## Raw records
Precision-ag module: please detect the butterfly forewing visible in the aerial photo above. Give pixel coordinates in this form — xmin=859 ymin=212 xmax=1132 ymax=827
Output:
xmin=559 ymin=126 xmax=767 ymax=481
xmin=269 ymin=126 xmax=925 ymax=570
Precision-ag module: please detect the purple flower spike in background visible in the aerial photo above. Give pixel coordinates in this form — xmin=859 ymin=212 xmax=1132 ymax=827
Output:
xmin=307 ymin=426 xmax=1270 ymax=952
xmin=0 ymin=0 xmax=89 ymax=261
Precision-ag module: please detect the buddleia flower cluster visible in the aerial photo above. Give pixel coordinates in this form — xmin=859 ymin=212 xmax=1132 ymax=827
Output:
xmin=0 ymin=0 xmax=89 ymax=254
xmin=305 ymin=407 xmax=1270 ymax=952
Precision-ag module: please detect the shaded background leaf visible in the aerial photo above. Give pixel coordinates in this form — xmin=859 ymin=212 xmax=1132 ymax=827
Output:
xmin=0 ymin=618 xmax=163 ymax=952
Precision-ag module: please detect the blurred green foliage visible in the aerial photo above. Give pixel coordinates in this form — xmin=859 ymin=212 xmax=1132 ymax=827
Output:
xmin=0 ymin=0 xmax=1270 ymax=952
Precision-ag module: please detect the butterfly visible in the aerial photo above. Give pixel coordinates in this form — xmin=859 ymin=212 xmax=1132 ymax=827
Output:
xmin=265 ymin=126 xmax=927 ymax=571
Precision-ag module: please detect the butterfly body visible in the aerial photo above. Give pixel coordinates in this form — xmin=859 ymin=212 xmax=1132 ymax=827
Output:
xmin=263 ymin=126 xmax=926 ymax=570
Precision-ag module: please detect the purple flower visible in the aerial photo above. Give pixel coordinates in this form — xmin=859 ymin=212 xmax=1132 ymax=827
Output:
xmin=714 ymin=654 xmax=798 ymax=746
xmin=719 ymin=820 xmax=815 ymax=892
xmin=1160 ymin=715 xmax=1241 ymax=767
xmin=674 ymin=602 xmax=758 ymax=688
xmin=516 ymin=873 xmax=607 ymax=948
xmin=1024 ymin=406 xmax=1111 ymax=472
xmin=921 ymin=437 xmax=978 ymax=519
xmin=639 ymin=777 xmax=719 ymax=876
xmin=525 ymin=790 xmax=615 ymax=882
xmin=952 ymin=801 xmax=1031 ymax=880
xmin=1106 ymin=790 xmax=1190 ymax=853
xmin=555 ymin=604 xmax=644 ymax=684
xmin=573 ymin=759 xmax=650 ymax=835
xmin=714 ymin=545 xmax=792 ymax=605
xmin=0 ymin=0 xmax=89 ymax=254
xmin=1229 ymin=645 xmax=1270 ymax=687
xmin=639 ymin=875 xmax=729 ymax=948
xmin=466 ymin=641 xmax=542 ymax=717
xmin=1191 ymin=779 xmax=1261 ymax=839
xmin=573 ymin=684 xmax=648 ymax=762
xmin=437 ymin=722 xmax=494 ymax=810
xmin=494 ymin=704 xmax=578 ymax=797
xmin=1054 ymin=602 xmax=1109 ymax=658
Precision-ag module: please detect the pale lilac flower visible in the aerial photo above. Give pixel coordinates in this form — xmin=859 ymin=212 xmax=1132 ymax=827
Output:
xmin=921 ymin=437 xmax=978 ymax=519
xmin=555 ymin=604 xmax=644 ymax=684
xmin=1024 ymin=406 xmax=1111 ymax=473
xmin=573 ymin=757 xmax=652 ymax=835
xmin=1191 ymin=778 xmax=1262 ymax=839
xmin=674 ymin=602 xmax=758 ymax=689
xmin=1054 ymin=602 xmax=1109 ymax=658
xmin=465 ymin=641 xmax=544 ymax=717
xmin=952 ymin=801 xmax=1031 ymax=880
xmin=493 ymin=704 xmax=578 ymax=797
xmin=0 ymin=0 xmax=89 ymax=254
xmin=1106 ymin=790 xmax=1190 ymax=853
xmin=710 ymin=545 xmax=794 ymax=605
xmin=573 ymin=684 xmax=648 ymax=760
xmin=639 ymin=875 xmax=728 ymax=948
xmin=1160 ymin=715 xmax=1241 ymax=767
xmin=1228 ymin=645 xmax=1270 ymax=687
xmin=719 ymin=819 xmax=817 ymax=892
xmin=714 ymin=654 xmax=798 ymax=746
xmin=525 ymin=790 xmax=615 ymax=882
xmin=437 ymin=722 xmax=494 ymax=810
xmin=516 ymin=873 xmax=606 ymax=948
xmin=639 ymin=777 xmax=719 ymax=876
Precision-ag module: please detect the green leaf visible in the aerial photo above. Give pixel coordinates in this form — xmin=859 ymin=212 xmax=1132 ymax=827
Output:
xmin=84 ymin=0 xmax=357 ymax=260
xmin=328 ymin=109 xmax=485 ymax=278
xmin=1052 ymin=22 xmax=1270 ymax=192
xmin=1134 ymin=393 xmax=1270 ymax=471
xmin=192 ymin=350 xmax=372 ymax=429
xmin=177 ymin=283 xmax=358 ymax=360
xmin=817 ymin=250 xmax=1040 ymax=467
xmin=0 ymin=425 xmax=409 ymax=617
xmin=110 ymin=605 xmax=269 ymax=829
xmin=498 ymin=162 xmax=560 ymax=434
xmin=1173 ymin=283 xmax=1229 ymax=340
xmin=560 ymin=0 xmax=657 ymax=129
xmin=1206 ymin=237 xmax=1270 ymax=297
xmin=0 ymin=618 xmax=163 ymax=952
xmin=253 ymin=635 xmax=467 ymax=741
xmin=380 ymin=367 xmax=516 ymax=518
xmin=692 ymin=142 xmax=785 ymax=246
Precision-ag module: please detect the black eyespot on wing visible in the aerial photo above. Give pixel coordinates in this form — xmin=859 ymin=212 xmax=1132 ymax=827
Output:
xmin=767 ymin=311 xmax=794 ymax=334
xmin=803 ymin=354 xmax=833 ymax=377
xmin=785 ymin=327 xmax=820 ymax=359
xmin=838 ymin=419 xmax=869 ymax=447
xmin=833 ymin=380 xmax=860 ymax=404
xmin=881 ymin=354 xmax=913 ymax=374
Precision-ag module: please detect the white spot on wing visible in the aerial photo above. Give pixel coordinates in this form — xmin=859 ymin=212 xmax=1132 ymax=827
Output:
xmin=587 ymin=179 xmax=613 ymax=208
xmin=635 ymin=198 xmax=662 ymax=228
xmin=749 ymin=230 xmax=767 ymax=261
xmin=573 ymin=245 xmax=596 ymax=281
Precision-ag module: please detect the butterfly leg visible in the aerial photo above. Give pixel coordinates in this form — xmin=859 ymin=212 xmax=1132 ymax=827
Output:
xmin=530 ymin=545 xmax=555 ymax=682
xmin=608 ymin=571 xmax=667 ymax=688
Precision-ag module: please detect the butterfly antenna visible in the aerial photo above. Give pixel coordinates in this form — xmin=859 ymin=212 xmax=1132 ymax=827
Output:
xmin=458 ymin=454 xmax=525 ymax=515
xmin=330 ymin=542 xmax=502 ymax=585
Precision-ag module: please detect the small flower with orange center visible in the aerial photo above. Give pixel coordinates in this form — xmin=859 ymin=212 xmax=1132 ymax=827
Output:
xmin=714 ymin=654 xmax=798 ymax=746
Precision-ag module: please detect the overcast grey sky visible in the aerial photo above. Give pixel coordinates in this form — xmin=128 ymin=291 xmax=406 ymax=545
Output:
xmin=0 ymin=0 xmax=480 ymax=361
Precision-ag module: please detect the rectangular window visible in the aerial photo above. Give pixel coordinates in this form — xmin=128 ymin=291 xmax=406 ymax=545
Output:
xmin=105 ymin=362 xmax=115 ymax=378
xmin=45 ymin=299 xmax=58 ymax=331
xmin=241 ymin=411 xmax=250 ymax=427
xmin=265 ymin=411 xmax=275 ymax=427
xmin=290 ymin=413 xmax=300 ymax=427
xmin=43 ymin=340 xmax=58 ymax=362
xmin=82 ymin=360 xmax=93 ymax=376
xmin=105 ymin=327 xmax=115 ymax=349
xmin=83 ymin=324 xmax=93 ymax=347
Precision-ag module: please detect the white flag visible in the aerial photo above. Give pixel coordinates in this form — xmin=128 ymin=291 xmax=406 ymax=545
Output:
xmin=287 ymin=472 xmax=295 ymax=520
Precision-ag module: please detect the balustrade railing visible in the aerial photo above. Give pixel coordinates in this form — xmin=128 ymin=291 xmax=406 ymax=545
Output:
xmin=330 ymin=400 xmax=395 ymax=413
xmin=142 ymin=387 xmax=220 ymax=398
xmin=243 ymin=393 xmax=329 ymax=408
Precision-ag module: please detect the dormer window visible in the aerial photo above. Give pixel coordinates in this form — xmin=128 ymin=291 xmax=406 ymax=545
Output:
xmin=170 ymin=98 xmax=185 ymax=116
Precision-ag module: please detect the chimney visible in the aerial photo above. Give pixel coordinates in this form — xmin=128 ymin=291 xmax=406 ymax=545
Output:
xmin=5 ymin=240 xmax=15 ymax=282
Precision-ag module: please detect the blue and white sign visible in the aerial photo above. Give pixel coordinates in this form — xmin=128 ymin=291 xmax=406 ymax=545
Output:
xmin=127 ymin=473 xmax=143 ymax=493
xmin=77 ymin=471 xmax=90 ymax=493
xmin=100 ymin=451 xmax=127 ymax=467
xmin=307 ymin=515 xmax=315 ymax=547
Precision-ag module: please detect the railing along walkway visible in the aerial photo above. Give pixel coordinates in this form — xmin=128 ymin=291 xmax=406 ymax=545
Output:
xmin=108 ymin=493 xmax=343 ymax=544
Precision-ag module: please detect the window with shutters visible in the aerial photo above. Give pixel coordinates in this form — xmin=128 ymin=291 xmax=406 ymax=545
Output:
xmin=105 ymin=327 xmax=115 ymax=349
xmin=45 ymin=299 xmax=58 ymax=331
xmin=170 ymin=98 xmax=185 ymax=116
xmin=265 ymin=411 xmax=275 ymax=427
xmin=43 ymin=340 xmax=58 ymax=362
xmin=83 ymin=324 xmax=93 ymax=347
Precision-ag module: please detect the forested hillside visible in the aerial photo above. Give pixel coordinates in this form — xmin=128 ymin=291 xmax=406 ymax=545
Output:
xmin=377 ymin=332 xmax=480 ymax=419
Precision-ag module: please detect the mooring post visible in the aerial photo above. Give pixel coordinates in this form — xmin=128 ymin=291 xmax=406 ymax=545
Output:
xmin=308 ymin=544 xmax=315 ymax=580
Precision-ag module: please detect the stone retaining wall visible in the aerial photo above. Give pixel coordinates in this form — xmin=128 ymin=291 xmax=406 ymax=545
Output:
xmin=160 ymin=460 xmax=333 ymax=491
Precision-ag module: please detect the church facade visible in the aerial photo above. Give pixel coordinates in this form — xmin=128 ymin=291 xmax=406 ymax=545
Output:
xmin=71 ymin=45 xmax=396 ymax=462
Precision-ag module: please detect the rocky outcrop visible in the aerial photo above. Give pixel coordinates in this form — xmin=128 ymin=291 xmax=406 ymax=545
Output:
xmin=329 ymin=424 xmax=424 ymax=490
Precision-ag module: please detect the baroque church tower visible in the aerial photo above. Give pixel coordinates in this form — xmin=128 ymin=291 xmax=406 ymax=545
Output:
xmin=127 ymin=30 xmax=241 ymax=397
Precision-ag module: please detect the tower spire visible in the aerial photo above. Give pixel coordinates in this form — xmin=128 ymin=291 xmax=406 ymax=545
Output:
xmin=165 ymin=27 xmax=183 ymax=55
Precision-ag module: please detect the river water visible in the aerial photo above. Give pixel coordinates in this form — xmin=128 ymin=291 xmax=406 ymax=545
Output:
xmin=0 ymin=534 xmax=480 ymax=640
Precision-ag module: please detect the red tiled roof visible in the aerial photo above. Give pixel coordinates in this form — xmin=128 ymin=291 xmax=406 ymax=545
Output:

## Your goal
Write out the records again from the line containing "Precision-ag module: please detect the overcast" through the line containing "xmin=243 ymin=393 xmax=329 ymax=408", requests included. Shift every coordinate in the answers up by 6, and leave all numbers in the requests unchanged.

## Written response
Precision-ag module: please detect the overcast grey sky visible in the aerial photo above. Give pixel coordinates in this form — xmin=128 ymin=291 xmax=406 ymax=545
Output:
xmin=6 ymin=6 xmax=486 ymax=367
Precision-ag module: please detect the rectangular window visible in the aerial photo above. Give pixel coordinates in this form — xmin=128 ymin=291 xmax=406 ymax=545
Output:
xmin=111 ymin=368 xmax=121 ymax=384
xmin=51 ymin=305 xmax=64 ymax=337
xmin=247 ymin=417 xmax=256 ymax=433
xmin=271 ymin=417 xmax=281 ymax=433
xmin=296 ymin=419 xmax=306 ymax=433
xmin=49 ymin=346 xmax=64 ymax=368
xmin=88 ymin=366 xmax=99 ymax=382
xmin=111 ymin=333 xmax=121 ymax=355
xmin=89 ymin=330 xmax=99 ymax=353
Precision-ag module: please detect the white flag visible in the aerial photo above. Give pixel coordinates in this form — xmin=128 ymin=291 xmax=406 ymax=545
Output:
xmin=293 ymin=478 xmax=301 ymax=526
Precision-ag module: please detect the balustrade railing visible in the aerial photo above. Give pixel coordinates in this form — xmin=128 ymin=291 xmax=406 ymax=545
Output:
xmin=336 ymin=406 xmax=401 ymax=419
xmin=148 ymin=393 xmax=226 ymax=404
xmin=249 ymin=399 xmax=335 ymax=414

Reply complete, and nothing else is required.